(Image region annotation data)
+ + + +

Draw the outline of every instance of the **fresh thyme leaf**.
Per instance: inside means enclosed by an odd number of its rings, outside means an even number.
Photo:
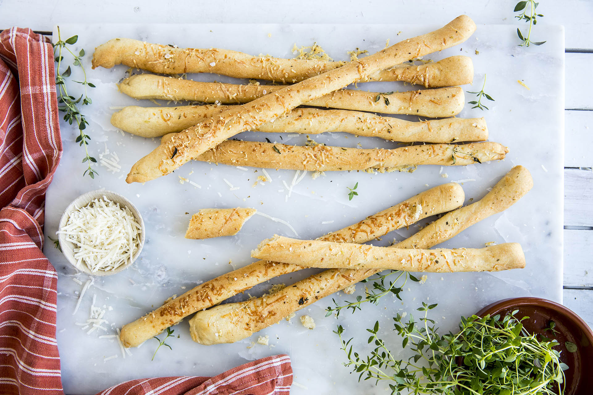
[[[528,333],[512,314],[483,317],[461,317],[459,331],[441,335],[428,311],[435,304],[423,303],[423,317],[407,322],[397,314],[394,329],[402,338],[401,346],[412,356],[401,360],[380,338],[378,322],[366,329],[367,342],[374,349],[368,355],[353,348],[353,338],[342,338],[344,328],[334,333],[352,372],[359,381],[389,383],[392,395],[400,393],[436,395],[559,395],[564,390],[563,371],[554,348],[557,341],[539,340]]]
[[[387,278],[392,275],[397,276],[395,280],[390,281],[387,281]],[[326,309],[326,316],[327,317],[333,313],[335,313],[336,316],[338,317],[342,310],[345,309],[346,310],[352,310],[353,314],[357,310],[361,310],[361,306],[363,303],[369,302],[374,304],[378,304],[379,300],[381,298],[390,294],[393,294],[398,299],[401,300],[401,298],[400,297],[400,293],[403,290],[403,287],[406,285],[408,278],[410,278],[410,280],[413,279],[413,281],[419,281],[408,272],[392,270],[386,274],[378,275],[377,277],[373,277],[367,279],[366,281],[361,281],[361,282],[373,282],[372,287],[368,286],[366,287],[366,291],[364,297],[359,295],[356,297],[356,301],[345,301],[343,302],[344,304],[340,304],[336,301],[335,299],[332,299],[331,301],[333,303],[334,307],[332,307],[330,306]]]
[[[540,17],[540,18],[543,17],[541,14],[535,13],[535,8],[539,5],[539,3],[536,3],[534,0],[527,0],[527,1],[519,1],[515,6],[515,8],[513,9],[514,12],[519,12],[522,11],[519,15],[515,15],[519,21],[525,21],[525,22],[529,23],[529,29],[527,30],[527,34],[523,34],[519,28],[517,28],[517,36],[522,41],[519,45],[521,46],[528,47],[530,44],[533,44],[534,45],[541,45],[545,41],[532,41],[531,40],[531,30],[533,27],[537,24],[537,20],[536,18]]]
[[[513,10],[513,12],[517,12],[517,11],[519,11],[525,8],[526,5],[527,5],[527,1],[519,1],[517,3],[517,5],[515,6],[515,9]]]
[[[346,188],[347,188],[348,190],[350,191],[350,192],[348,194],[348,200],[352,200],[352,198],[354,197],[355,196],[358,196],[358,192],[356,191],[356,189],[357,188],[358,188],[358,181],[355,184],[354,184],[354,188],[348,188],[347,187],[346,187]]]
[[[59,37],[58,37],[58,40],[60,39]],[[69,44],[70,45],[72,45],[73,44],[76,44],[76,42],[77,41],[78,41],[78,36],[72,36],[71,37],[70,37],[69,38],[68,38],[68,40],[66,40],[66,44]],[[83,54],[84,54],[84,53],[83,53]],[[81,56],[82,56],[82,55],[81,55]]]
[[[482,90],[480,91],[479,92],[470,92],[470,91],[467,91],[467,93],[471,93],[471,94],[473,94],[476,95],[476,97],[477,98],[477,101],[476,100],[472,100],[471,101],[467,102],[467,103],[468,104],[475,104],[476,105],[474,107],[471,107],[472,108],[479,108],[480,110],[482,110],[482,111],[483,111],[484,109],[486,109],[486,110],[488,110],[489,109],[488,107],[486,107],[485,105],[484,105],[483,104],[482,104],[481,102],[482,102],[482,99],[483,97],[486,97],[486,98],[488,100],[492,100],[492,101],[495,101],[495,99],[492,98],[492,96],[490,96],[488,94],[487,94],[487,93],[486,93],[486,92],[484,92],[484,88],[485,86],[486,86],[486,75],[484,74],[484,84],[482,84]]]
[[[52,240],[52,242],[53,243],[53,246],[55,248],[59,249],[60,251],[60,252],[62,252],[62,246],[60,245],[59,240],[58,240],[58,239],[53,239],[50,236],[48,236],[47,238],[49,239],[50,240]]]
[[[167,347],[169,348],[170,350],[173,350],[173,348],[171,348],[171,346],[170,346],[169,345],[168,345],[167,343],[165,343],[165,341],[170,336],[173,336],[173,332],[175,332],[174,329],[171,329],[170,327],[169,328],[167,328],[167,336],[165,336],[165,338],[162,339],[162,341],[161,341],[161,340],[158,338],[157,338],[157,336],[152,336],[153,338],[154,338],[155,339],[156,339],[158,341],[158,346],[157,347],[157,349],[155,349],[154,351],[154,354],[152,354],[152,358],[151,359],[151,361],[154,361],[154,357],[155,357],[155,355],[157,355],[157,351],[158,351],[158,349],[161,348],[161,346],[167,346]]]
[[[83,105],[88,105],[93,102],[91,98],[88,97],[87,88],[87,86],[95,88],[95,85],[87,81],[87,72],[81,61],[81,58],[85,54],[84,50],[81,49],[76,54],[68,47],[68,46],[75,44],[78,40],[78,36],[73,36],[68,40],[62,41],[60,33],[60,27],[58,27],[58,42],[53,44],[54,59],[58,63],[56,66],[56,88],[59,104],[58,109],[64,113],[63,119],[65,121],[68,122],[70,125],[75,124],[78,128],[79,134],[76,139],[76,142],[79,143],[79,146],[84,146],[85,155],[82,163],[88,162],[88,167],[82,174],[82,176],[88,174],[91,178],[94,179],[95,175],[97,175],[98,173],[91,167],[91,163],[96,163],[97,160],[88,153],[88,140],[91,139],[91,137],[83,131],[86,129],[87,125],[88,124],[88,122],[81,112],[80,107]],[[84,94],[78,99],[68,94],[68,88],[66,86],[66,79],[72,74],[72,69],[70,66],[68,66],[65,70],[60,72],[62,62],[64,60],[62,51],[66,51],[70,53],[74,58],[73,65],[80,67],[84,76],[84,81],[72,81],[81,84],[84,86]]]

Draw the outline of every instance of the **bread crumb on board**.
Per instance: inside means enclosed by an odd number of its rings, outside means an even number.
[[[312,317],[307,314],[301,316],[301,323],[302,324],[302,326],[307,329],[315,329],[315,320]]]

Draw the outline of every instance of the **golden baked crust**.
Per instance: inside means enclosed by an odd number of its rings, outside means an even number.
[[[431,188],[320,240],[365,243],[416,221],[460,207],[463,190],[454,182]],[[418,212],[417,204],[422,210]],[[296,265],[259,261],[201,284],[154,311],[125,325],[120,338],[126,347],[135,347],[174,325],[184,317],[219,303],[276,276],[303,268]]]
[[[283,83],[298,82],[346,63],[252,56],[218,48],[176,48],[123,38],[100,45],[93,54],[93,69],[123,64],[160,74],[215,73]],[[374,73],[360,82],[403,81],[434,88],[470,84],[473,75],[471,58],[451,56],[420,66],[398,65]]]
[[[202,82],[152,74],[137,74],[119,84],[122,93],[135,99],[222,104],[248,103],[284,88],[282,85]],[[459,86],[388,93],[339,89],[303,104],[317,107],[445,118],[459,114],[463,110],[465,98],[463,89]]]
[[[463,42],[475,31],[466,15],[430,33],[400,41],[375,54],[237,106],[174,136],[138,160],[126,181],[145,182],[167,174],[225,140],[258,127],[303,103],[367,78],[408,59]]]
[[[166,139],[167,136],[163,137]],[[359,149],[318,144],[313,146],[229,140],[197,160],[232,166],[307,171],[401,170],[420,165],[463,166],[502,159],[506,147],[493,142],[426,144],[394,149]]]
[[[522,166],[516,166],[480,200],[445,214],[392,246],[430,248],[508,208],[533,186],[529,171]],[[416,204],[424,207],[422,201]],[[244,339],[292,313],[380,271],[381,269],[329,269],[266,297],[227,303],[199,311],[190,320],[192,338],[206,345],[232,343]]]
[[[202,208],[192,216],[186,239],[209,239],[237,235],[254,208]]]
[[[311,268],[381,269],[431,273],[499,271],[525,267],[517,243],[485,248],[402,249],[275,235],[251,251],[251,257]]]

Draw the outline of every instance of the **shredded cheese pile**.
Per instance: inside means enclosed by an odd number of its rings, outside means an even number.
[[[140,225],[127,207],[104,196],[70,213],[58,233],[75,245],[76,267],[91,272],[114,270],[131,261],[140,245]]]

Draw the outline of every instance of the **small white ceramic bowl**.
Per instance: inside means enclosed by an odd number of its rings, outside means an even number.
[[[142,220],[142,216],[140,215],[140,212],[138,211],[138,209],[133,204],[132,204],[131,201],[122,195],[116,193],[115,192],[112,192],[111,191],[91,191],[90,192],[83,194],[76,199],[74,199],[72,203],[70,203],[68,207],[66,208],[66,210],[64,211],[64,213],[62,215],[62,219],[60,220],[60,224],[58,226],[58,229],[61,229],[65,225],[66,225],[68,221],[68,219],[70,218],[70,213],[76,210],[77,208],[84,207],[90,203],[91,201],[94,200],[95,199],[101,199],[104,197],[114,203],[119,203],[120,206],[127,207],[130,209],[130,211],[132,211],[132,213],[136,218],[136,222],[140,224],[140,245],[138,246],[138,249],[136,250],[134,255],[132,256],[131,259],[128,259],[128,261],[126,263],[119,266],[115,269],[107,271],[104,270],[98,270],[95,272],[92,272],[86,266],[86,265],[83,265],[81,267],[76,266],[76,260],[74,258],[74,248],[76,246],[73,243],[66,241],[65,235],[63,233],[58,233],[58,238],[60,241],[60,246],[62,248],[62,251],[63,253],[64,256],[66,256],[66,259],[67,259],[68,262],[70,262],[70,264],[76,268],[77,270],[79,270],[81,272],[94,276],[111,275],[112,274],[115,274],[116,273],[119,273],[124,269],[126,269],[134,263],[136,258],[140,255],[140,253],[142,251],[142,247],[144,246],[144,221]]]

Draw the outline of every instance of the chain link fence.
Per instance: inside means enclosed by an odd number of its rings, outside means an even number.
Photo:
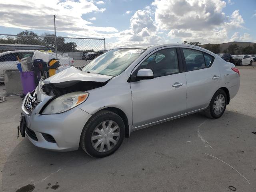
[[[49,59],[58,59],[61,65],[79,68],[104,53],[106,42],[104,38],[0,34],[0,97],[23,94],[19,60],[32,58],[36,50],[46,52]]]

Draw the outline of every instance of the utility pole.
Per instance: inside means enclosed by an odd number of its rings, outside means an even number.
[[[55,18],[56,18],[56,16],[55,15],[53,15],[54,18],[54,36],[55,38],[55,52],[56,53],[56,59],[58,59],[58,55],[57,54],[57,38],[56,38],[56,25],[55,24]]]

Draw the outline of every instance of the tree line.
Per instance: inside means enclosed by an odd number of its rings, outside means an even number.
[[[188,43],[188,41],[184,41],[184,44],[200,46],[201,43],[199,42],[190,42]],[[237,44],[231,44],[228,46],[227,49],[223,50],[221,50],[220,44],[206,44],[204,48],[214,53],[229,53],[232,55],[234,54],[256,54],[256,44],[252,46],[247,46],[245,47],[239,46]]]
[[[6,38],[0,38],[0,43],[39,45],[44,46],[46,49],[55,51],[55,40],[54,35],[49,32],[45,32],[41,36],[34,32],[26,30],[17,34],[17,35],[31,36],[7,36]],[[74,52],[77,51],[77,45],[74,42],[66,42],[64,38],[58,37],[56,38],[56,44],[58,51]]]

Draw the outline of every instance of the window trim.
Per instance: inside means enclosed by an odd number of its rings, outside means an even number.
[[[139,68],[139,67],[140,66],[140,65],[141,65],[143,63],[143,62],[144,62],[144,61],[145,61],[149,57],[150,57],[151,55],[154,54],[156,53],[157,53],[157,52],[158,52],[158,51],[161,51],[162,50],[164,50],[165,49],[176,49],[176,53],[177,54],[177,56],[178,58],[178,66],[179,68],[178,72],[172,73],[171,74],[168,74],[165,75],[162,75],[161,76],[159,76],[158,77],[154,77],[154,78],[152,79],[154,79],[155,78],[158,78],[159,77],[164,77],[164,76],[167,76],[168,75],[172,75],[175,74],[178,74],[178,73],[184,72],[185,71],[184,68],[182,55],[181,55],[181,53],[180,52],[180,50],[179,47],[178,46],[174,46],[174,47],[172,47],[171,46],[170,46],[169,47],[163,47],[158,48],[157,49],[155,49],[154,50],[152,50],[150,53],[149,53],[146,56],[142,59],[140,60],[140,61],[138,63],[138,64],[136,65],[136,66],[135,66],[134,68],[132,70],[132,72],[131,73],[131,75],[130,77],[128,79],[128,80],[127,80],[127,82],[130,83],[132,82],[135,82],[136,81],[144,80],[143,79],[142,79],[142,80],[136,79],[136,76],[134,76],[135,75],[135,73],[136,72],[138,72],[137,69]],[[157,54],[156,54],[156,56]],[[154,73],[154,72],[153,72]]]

+ + + +

Exercise instructions:
Reproduce the lines of the records from the one containing "Draw the outline of every instance of the window" through the end of the records, including both ends.

Task response:
Draw the outline of every instance of the window trim.
Per instance: inside means enclosed by an odd number of its rings, outside means an even number.
[[[139,68],[139,67],[140,66],[140,65],[141,65],[143,63],[143,62],[144,62],[144,61],[145,61],[149,57],[150,57],[151,55],[154,54],[156,53],[157,53],[157,52],[158,52],[158,51],[161,51],[162,50],[164,50],[165,49],[176,49],[176,53],[177,54],[177,56],[178,58],[178,66],[179,68],[178,72],[172,73],[171,74],[168,74],[165,75],[162,75],[161,76],[159,76],[158,77],[154,77],[154,78],[152,79],[154,79],[155,78],[158,78],[159,77],[164,77],[164,76],[167,76],[168,75],[172,75],[175,74],[178,74],[178,73],[184,72],[185,71],[184,68],[182,55],[181,55],[181,53],[180,52],[180,50],[179,47],[178,46],[174,46],[174,47],[172,47],[171,46],[170,46],[169,47],[163,47],[158,48],[157,49],[155,49],[154,50],[152,50],[150,53],[149,53],[146,56],[142,59],[140,60],[140,61],[138,63],[138,64],[136,65],[136,66],[135,66],[134,68],[132,70],[132,72],[131,73],[131,75],[130,77],[128,79],[128,80],[127,80],[127,82],[130,83],[132,82],[135,82],[136,81],[144,80],[143,79],[142,79],[142,80],[136,79],[136,76],[134,76],[135,75],[135,73],[136,72],[138,72],[137,69]],[[157,54],[156,54],[156,56]],[[154,73],[154,72],[153,72]]]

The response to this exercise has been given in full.